THE INPUT —
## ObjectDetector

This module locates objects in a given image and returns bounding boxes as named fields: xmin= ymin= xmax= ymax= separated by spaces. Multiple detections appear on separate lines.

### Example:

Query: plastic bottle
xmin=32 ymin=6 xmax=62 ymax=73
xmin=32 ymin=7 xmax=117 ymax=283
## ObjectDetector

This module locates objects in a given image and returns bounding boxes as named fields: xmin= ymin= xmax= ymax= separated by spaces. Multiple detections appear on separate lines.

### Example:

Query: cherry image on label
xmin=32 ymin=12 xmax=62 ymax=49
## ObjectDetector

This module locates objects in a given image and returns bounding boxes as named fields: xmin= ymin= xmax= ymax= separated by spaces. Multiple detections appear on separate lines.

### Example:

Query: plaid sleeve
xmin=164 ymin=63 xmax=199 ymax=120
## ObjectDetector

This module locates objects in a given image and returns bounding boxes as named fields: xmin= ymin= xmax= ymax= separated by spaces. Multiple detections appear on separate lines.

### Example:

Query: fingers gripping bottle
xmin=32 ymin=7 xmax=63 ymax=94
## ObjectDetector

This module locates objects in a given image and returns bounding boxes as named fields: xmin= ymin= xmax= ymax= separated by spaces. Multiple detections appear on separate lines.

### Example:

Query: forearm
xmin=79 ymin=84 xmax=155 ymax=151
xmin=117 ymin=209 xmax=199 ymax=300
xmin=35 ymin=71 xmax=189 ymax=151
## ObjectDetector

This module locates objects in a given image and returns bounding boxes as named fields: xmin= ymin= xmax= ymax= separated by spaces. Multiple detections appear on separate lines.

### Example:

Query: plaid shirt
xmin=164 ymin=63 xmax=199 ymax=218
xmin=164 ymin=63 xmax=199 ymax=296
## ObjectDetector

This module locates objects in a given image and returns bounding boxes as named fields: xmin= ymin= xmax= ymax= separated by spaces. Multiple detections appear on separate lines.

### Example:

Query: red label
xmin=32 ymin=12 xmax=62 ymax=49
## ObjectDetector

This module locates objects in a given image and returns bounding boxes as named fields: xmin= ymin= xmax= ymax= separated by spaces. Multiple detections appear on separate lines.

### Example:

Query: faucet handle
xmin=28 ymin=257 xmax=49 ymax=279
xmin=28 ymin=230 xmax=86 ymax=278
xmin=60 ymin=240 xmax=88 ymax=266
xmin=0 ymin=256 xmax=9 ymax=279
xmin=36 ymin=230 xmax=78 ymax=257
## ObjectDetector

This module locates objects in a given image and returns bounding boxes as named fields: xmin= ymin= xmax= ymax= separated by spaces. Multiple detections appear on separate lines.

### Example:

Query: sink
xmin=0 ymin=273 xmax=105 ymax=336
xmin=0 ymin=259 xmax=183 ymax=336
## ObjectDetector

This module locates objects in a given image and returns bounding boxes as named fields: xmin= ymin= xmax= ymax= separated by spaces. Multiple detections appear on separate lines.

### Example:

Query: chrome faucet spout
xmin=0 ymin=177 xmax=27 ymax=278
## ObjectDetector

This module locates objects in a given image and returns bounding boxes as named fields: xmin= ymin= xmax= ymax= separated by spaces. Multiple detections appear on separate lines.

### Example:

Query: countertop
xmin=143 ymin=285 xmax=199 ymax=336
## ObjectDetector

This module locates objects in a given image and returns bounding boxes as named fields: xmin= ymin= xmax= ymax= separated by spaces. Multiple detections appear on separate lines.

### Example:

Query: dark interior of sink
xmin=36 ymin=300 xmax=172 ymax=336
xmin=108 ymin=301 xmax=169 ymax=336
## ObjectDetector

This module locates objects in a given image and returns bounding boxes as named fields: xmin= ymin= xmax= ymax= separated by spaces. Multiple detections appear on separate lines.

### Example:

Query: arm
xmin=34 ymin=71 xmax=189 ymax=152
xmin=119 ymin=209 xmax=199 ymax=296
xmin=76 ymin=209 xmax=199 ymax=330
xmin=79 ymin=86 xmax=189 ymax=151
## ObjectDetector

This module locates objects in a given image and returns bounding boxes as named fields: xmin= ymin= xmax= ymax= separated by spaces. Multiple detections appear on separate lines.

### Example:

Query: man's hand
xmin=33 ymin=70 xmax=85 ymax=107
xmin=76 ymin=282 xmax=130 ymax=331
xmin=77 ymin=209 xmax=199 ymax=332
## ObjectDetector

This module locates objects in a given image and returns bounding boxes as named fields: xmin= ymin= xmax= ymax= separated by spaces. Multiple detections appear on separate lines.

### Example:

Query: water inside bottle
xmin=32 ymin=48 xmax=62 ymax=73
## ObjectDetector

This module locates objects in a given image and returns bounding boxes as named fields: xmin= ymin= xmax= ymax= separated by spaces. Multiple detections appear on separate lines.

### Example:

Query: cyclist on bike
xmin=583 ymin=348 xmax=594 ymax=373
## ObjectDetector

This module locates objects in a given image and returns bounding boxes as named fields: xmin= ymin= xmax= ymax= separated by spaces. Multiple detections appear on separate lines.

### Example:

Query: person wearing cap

YOUR ASSIGNMENT —
Retype all the data. Nothing may be left out or altered.

WRITTEN RESPONSE —
## ObjectDetector

This module locates objects in a given image and returns bounding boxes as named fields: xmin= ymin= xmax= ymax= separated by spaces. Multiple detections appear on separate lines.

### Example:

Query: plastic bottle
xmin=32 ymin=6 xmax=62 ymax=73
xmin=32 ymin=7 xmax=117 ymax=283
## ObjectDetector

This module locates objects in a given image and returns bounding boxes as named fields: xmin= ymin= xmax= ymax= separated by spaces. Multiple detections appear on separate lines.

### Example:

Query: cherry image on label
xmin=32 ymin=12 xmax=62 ymax=49
## ObjectDetector

This module locates objects in a given image and returns bounding boxes as named fields: xmin= ymin= xmax= ymax= separated by spaces. Multiple detections appear on separate lines.

### Example:

Query: plaid sleeve
xmin=164 ymin=63 xmax=199 ymax=120
## ObjectDetector

This module locates objects in a given image and returns bounding boxes as named fields: xmin= ymin= xmax= ymax= separated by spaces. Multiple detections appear on separate lines.

### Example:

Query: fingers gripping bottle
xmin=32 ymin=7 xmax=63 ymax=94
## ObjectDetector

This module locates objects in a given image and returns bounding boxes as named fields: xmin= ymin= xmax= ymax= separated by spaces. Multiple detections appear on separate lines.

### Example:

Query: forearm
xmin=79 ymin=84 xmax=155 ymax=151
xmin=117 ymin=209 xmax=199 ymax=300
xmin=35 ymin=71 xmax=189 ymax=151
## ObjectDetector

This module locates objects in a given image and returns bounding boxes as named fields: xmin= ymin= xmax= ymax= separated by spaces. Multiple detections appear on separate lines.

### Example:

Query: plaid shirt
xmin=164 ymin=63 xmax=199 ymax=218
xmin=164 ymin=63 xmax=199 ymax=296
## ObjectDetector

This module locates objects in a given image and returns bounding boxes as named fields: xmin= ymin= xmax= ymax= separated by spaces. Multiple detections appear on separate lines.

### Example:

Query: red label
xmin=32 ymin=12 xmax=62 ymax=49
## ObjectDetector

This module locates objects in a given image and returns bounding boxes as named fields: xmin= ymin= xmax= ymax= separated by spaces. Multiple detections appear on separate lines.

### Example:

Query: faucet handle
xmin=28 ymin=257 xmax=49 ymax=279
xmin=28 ymin=230 xmax=86 ymax=278
xmin=60 ymin=240 xmax=88 ymax=266
xmin=0 ymin=256 xmax=9 ymax=279
xmin=36 ymin=230 xmax=78 ymax=257
## ObjectDetector

This module locates objects in a given image and returns bounding boxes as named fields: xmin= ymin= xmax= ymax= separated by spaces. Multiple detections appear on separate lines.

### Example:

Query: sink
xmin=0 ymin=273 xmax=105 ymax=336
xmin=0 ymin=259 xmax=183 ymax=336
## ObjectDetector

This module locates objects in a given image and returns bounding boxes as named fields: xmin= ymin= xmax= ymax= separated by spaces. Multiple detections appear on separate lines.

### Example:

Query: chrome faucet spout
xmin=0 ymin=177 xmax=27 ymax=278
## ObjectDetector

This module locates objects in a given image and returns bounding boxes as named fields: xmin= ymin= xmax= ymax= separated by spaces. Multiple detections appear on separate lines.

### Example:

Query: countertop
xmin=143 ymin=285 xmax=199 ymax=336
## ObjectDetector

This module locates objects in a given image and returns bounding boxes as named fields: xmin= ymin= xmax= ymax= separated by spaces. Multiple detections appear on separate lines.

### Example:

Query: dark interior of sink
xmin=36 ymin=300 xmax=172 ymax=336
xmin=108 ymin=301 xmax=169 ymax=336
## ObjectDetector

This module locates objects in a given image and returns bounding boxes as named fields: xmin= ymin= xmax= ymax= separated by spaces. Multiple detections appear on separate lines.

### Example:

Query: arm
xmin=34 ymin=71 xmax=189 ymax=152
xmin=119 ymin=209 xmax=199 ymax=296
xmin=76 ymin=209 xmax=199 ymax=330
xmin=79 ymin=86 xmax=189 ymax=151
## ObjectDetector

This module locates objects in a given image and returns bounding boxes as named fields: xmin= ymin= xmax= ymax= separated by spaces. Multiple detections appear on separate lines.

### Example:

Query: man's hand
xmin=33 ymin=70 xmax=85 ymax=107
xmin=76 ymin=282 xmax=130 ymax=331
xmin=77 ymin=209 xmax=199 ymax=332
## ObjectDetector

This module locates objects in a given image and returns bounding boxes as named fields: xmin= ymin= xmax= ymax= separated by spaces. Multiple detections appear on separate lines.

### Example:

Query: water inside bottle
xmin=32 ymin=48 xmax=62 ymax=73
## ObjectDetector

This module locates objects in a given image and returns bounding boxes as named fields: xmin= ymin= xmax= ymax= separated by spaces. Multiple detections appear on separate lines.

### Example:

Query: cyclist on bike
xmin=583 ymin=348 xmax=594 ymax=373
## ObjectDetector

This module locates objects in a given image and returns bounding boxes as named fields: xmin= ymin= xmax= ymax= separated by spaces. Multiple detections appear on separate lines.

### Example:

Query: person wearing cap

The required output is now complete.